> Do this: Rewrite the entries from their start through the line containing "(77, 176), (328, 543)", inclusive, substituting "Answer" for every "Reply" and changing nothing else. Omit the pictures from your answer.

** begin Provided data **

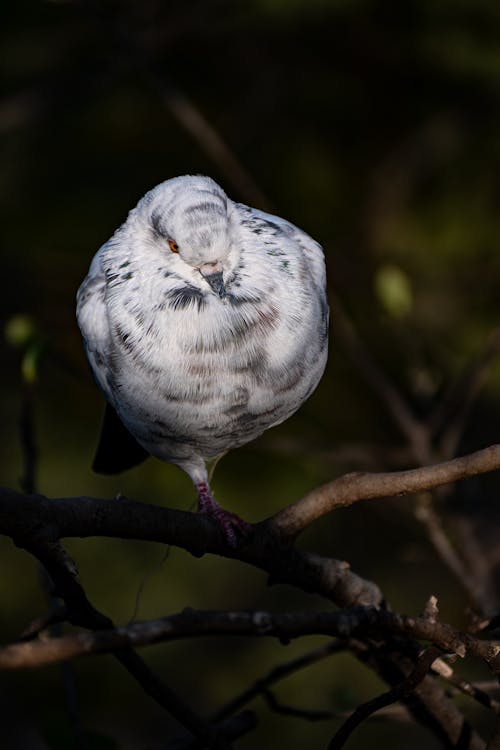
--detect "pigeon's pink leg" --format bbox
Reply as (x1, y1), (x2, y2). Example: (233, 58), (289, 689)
(195, 482), (251, 547)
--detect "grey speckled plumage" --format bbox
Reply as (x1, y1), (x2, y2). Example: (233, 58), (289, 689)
(77, 176), (328, 543)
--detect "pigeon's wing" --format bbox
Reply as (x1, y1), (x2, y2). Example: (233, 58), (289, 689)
(76, 245), (111, 401)
(236, 203), (326, 290)
(76, 251), (149, 474)
(92, 404), (149, 474)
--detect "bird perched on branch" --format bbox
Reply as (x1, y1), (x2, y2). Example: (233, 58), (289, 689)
(77, 176), (328, 545)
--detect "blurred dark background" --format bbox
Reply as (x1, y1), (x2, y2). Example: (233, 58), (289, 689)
(0, 0), (500, 750)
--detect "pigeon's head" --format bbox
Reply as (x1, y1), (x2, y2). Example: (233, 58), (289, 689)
(137, 176), (235, 298)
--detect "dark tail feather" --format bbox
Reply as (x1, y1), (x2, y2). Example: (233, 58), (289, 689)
(92, 404), (149, 474)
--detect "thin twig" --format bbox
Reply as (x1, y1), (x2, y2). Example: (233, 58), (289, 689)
(328, 647), (440, 750)
(212, 641), (347, 723)
(0, 608), (500, 673)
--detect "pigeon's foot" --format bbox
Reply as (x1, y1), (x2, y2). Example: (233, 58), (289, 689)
(195, 482), (252, 547)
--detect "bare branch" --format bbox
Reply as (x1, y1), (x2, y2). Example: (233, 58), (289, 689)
(212, 641), (347, 722)
(328, 647), (439, 750)
(0, 607), (500, 673)
(270, 445), (500, 537)
(22, 541), (228, 750)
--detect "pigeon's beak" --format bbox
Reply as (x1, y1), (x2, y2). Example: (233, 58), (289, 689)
(200, 262), (227, 299)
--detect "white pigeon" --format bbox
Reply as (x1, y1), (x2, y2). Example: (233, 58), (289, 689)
(77, 176), (328, 545)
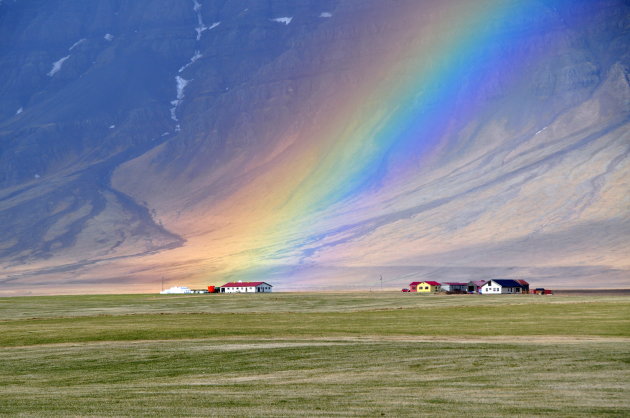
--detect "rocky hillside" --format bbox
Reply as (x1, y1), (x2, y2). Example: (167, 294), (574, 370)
(0, 0), (630, 294)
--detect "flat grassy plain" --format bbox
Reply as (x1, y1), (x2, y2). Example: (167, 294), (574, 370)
(0, 292), (630, 416)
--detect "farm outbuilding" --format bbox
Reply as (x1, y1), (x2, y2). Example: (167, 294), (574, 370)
(468, 280), (488, 293)
(416, 280), (442, 293)
(517, 280), (529, 293)
(481, 279), (523, 295)
(219, 282), (273, 293)
(160, 286), (193, 295)
(442, 282), (468, 293)
(409, 282), (422, 292)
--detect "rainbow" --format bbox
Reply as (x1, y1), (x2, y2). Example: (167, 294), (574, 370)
(200, 0), (563, 280)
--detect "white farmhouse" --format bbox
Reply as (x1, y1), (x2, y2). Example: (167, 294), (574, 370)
(481, 279), (523, 295)
(160, 286), (192, 295)
(219, 282), (272, 293)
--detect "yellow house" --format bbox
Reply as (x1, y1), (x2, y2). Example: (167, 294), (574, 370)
(416, 281), (442, 293)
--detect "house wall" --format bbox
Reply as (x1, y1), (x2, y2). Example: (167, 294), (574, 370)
(221, 285), (271, 293)
(481, 281), (502, 295)
(418, 283), (440, 293)
(481, 281), (521, 295)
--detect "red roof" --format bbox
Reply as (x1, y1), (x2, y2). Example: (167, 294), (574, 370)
(422, 281), (442, 286)
(221, 282), (273, 287)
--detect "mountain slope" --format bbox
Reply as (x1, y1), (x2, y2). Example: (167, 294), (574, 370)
(0, 0), (630, 294)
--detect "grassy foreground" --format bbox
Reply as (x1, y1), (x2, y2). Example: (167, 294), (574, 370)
(0, 292), (630, 416)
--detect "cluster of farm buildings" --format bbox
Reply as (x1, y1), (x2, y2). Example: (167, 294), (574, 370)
(160, 282), (273, 295)
(160, 279), (552, 295)
(402, 279), (552, 295)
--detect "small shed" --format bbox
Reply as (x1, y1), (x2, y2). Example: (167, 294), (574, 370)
(517, 280), (529, 293)
(468, 280), (488, 293)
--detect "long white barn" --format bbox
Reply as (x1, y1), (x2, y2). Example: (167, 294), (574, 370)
(219, 282), (273, 293)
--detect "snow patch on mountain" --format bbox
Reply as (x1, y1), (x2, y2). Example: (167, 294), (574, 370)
(193, 0), (210, 41)
(171, 76), (191, 131)
(47, 55), (70, 77)
(177, 50), (203, 73)
(271, 16), (293, 25)
(68, 38), (87, 51)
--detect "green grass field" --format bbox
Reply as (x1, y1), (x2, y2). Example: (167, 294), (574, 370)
(0, 292), (630, 417)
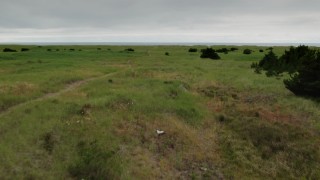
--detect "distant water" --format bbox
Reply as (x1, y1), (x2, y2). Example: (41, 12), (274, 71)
(0, 42), (320, 47)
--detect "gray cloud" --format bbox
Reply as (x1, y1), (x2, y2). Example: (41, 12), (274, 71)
(0, 0), (320, 42)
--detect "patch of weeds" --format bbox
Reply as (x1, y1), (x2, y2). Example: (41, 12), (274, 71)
(68, 141), (117, 179)
(42, 132), (56, 154)
(221, 118), (320, 179)
(163, 81), (173, 84)
(176, 107), (202, 124)
(106, 96), (134, 110)
(78, 104), (92, 116)
(169, 89), (178, 99)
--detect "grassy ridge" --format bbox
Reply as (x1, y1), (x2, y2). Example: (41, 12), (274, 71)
(0, 46), (320, 179)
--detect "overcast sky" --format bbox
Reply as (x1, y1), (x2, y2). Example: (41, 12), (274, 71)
(0, 0), (320, 43)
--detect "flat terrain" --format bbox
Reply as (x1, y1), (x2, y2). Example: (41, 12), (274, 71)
(0, 45), (320, 179)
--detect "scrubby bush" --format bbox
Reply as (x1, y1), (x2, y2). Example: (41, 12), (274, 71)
(200, 48), (221, 59)
(21, 48), (30, 52)
(230, 47), (238, 51)
(216, 48), (229, 54)
(125, 48), (134, 52)
(3, 48), (17, 52)
(284, 50), (320, 97)
(189, 48), (198, 52)
(251, 46), (320, 97)
(243, 49), (252, 54)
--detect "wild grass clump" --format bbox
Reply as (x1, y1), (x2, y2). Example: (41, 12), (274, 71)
(2, 48), (17, 52)
(188, 48), (198, 52)
(68, 141), (116, 179)
(243, 49), (252, 54)
(200, 48), (221, 60)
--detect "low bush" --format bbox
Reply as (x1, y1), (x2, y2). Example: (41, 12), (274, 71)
(243, 49), (252, 54)
(189, 48), (198, 52)
(3, 48), (17, 52)
(21, 48), (30, 52)
(124, 48), (134, 52)
(200, 48), (221, 60)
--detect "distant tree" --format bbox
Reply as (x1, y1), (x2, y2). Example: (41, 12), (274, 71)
(3, 48), (17, 52)
(125, 48), (134, 52)
(251, 46), (320, 97)
(284, 50), (320, 97)
(280, 45), (311, 73)
(230, 47), (238, 51)
(243, 49), (252, 54)
(21, 48), (30, 52)
(189, 48), (198, 52)
(200, 48), (221, 59)
(216, 48), (229, 54)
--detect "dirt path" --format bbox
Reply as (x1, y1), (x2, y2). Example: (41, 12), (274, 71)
(0, 70), (123, 118)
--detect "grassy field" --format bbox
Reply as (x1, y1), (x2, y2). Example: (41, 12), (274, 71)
(0, 45), (320, 179)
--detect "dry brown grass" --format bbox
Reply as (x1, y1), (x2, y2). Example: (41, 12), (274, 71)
(114, 116), (221, 179)
(0, 82), (38, 96)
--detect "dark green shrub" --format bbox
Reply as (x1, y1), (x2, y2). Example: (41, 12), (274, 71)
(124, 48), (134, 52)
(189, 48), (198, 52)
(216, 48), (229, 54)
(200, 48), (221, 59)
(3, 48), (17, 52)
(284, 50), (320, 97)
(230, 47), (238, 51)
(243, 49), (252, 54)
(21, 48), (30, 52)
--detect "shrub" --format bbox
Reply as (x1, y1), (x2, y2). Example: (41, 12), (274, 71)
(251, 46), (320, 97)
(243, 49), (252, 54)
(200, 48), (221, 59)
(21, 48), (30, 52)
(3, 48), (17, 52)
(125, 48), (134, 52)
(216, 48), (229, 54)
(189, 48), (198, 52)
(284, 50), (320, 97)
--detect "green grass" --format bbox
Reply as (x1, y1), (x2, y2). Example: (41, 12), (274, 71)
(0, 45), (320, 179)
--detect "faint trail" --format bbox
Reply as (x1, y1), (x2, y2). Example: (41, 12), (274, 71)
(0, 70), (124, 118)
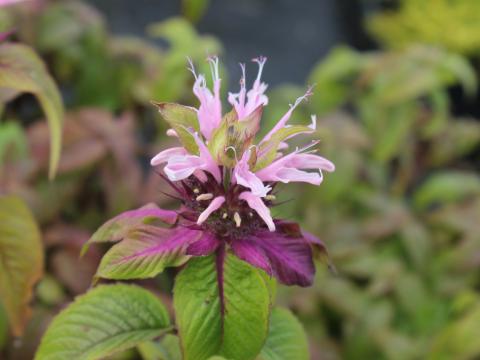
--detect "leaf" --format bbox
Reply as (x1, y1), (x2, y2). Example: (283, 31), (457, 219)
(96, 225), (202, 280)
(182, 0), (210, 23)
(35, 285), (170, 360)
(81, 203), (177, 256)
(414, 171), (480, 209)
(138, 334), (182, 360)
(0, 196), (44, 336)
(0, 44), (64, 178)
(174, 254), (270, 360)
(152, 102), (200, 154)
(257, 308), (310, 360)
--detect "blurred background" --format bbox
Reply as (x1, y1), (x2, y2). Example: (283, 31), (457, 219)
(0, 0), (480, 360)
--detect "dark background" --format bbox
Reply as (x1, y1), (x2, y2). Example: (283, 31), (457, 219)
(90, 0), (374, 86)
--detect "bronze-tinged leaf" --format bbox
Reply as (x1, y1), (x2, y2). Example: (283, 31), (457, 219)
(0, 196), (44, 336)
(0, 44), (64, 178)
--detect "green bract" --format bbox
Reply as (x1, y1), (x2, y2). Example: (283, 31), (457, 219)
(35, 285), (170, 360)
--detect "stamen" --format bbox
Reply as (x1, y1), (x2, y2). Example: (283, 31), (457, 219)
(195, 193), (213, 201)
(207, 56), (220, 81)
(252, 56), (267, 83)
(233, 211), (242, 227)
(187, 56), (197, 80)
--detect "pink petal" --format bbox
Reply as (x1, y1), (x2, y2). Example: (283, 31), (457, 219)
(197, 196), (225, 225)
(150, 147), (187, 166)
(194, 134), (222, 183)
(233, 150), (271, 197)
(239, 191), (275, 231)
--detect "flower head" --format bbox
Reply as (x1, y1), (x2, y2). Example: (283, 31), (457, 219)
(151, 57), (335, 286)
(86, 57), (335, 286)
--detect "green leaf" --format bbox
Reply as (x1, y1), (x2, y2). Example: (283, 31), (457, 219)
(182, 0), (210, 23)
(0, 44), (64, 178)
(80, 203), (177, 256)
(0, 196), (43, 336)
(208, 106), (263, 167)
(174, 254), (270, 360)
(428, 304), (480, 360)
(35, 285), (170, 360)
(414, 171), (480, 209)
(96, 225), (198, 280)
(257, 308), (310, 360)
(138, 334), (182, 360)
(152, 102), (200, 154)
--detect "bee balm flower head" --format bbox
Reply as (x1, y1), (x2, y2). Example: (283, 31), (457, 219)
(151, 57), (335, 286)
(90, 57), (334, 286)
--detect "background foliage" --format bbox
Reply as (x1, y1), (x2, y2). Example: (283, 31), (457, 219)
(0, 0), (480, 360)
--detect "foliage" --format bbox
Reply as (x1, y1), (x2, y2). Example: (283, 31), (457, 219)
(0, 0), (480, 360)
(0, 196), (43, 336)
(367, 0), (480, 56)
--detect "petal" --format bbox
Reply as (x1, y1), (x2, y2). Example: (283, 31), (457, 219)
(197, 196), (225, 225)
(239, 191), (275, 231)
(150, 147), (187, 166)
(250, 231), (315, 286)
(163, 155), (204, 181)
(187, 232), (220, 256)
(288, 154), (335, 172)
(233, 150), (271, 197)
(231, 239), (272, 275)
(275, 168), (322, 185)
(193, 134), (222, 183)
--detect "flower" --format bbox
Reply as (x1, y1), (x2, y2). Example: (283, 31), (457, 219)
(86, 57), (335, 286)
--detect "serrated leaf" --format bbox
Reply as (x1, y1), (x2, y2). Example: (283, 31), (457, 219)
(35, 285), (170, 360)
(257, 308), (310, 360)
(0, 44), (64, 178)
(0, 196), (44, 336)
(96, 225), (202, 280)
(138, 334), (182, 360)
(81, 203), (178, 256)
(153, 102), (200, 154)
(174, 254), (270, 360)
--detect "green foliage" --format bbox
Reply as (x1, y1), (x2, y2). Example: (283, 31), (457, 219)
(310, 46), (477, 162)
(0, 44), (64, 178)
(174, 255), (270, 360)
(35, 285), (170, 360)
(0, 196), (43, 336)
(257, 308), (310, 360)
(367, 0), (480, 55)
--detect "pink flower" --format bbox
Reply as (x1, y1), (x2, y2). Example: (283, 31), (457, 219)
(228, 56), (268, 121)
(190, 57), (222, 140)
(146, 57), (335, 286)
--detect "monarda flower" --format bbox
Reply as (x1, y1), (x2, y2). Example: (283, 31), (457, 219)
(83, 57), (335, 286)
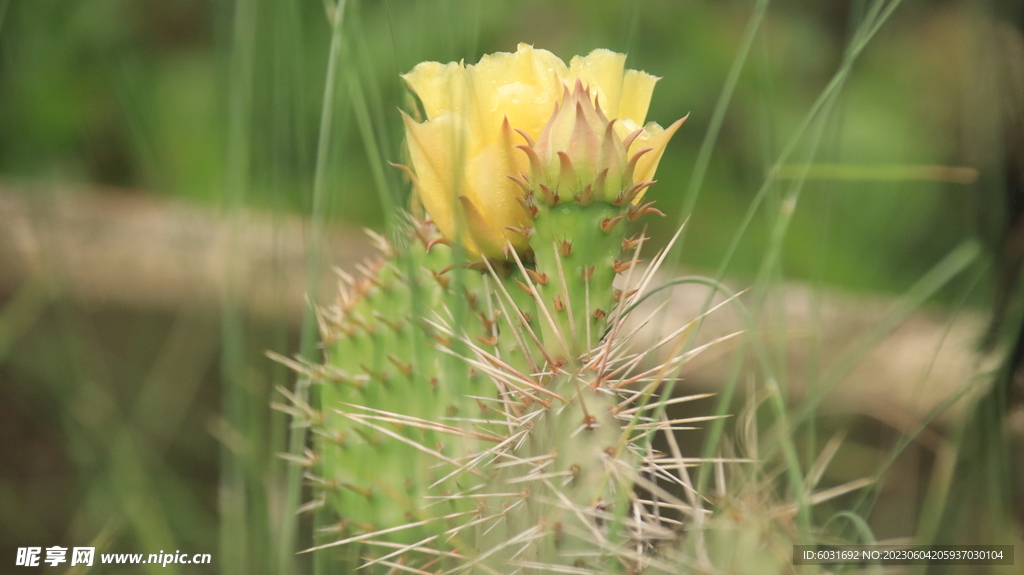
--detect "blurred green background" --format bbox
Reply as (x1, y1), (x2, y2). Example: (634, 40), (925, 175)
(0, 0), (1022, 573)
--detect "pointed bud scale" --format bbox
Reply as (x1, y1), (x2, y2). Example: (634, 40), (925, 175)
(541, 184), (558, 206)
(558, 151), (577, 193)
(526, 269), (548, 285)
(516, 193), (540, 219)
(626, 202), (665, 222)
(396, 44), (680, 259)
(601, 216), (623, 233)
(623, 233), (650, 253)
(575, 184), (593, 206)
(508, 174), (534, 195)
(611, 260), (643, 273)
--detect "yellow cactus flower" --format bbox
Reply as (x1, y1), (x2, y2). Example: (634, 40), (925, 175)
(402, 44), (682, 257)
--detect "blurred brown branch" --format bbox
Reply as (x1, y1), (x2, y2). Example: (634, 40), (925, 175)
(0, 181), (985, 432)
(0, 183), (369, 319)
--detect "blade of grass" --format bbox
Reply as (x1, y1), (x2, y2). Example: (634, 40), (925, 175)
(279, 0), (346, 572)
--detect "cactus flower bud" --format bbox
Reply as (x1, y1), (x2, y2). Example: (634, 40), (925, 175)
(402, 44), (682, 258)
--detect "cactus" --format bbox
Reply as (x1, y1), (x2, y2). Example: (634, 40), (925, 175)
(282, 45), (860, 575)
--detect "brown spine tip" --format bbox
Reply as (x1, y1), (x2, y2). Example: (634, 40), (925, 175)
(623, 233), (650, 252)
(626, 202), (665, 222)
(611, 260), (643, 273)
(601, 216), (623, 233)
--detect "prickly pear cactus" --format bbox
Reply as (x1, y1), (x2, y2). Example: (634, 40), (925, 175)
(278, 45), (815, 575)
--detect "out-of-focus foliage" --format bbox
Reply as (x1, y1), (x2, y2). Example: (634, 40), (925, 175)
(0, 0), (987, 291)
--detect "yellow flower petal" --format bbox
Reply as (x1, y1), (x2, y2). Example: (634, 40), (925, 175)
(617, 70), (659, 126)
(401, 112), (462, 237)
(569, 49), (626, 118)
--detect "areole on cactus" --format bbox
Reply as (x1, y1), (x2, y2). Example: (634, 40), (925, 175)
(402, 44), (683, 258)
(284, 44), (765, 575)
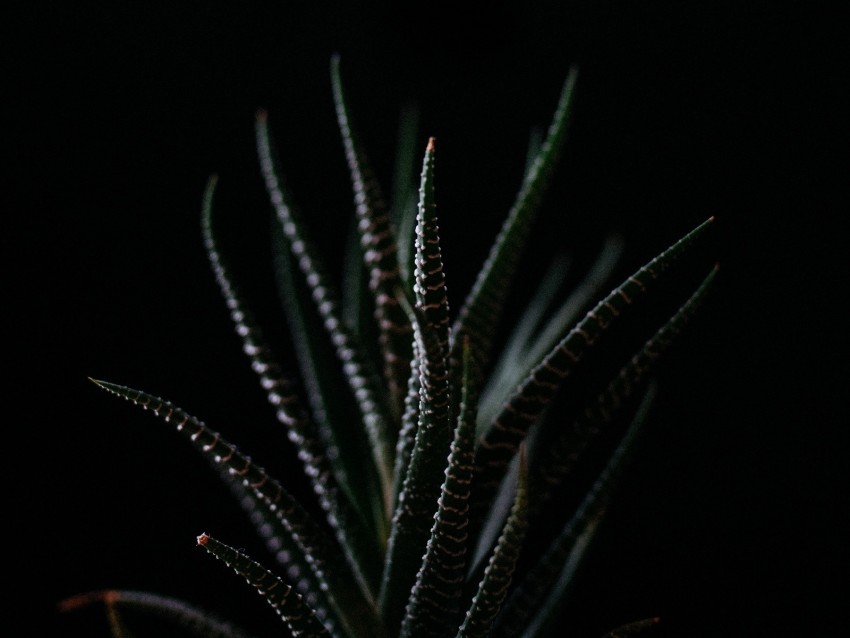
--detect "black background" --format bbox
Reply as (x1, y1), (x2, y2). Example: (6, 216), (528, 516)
(9, 2), (850, 636)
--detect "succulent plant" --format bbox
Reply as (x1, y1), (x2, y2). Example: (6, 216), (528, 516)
(63, 57), (717, 638)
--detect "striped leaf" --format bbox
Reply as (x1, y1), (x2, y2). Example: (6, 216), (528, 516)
(202, 179), (378, 592)
(92, 379), (376, 635)
(474, 217), (714, 524)
(400, 344), (477, 638)
(379, 139), (452, 626)
(451, 68), (577, 376)
(457, 448), (528, 638)
(331, 56), (412, 417)
(257, 112), (395, 512)
(198, 534), (331, 638)
(493, 387), (655, 638)
(479, 236), (623, 429)
(533, 267), (718, 509)
(272, 221), (387, 584)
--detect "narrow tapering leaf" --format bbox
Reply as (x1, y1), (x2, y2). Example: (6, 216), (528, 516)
(494, 386), (656, 638)
(380, 138), (453, 626)
(202, 178), (378, 592)
(393, 348), (422, 507)
(256, 111), (396, 512)
(92, 379), (372, 635)
(452, 68), (577, 366)
(474, 217), (714, 520)
(331, 56), (412, 420)
(272, 222), (387, 598)
(198, 534), (331, 638)
(390, 104), (419, 291)
(532, 267), (718, 510)
(457, 449), (528, 638)
(401, 343), (478, 638)
(379, 297), (452, 627)
(59, 589), (251, 638)
(479, 235), (623, 430)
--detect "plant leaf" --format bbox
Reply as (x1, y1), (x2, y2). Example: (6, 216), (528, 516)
(479, 236), (623, 436)
(87, 379), (379, 635)
(198, 534), (331, 638)
(202, 179), (378, 592)
(451, 67), (577, 376)
(379, 138), (453, 627)
(493, 386), (655, 638)
(256, 112), (396, 513)
(400, 343), (477, 638)
(473, 217), (714, 520)
(457, 447), (528, 638)
(532, 267), (718, 510)
(331, 55), (412, 421)
(59, 589), (251, 638)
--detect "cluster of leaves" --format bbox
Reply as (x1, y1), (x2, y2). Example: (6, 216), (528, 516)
(64, 58), (716, 638)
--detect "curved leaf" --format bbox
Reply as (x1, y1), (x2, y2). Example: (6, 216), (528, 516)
(331, 55), (412, 417)
(451, 67), (578, 376)
(474, 217), (714, 518)
(256, 111), (395, 514)
(457, 448), (528, 638)
(92, 379), (377, 635)
(59, 589), (251, 638)
(400, 343), (477, 638)
(198, 534), (331, 638)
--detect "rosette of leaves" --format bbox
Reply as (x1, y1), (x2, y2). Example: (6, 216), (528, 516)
(63, 58), (717, 638)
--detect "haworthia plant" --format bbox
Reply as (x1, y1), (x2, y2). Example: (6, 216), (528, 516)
(62, 57), (717, 638)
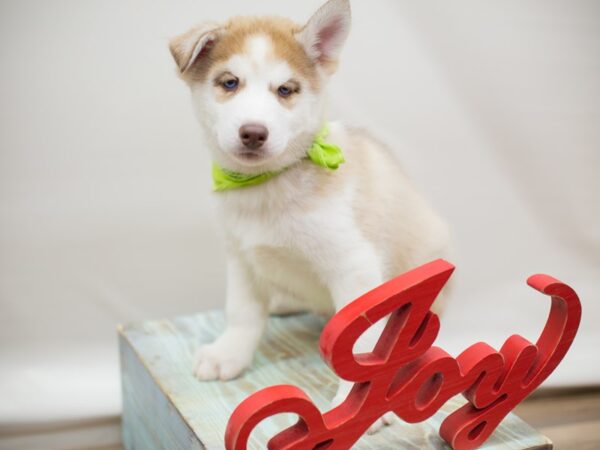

** end Provided data **

> Solved problem:
--detect "pigeon's pink leg" --format bbox
Answer as (x1, y1), (x2, y2). Example: (233, 58), (289, 689)
(195, 482), (251, 547)
--detect "grey speckled plumage" --format bbox
Answer as (x1, y1), (x2, y2). Example: (233, 58), (289, 689)
(77, 176), (328, 543)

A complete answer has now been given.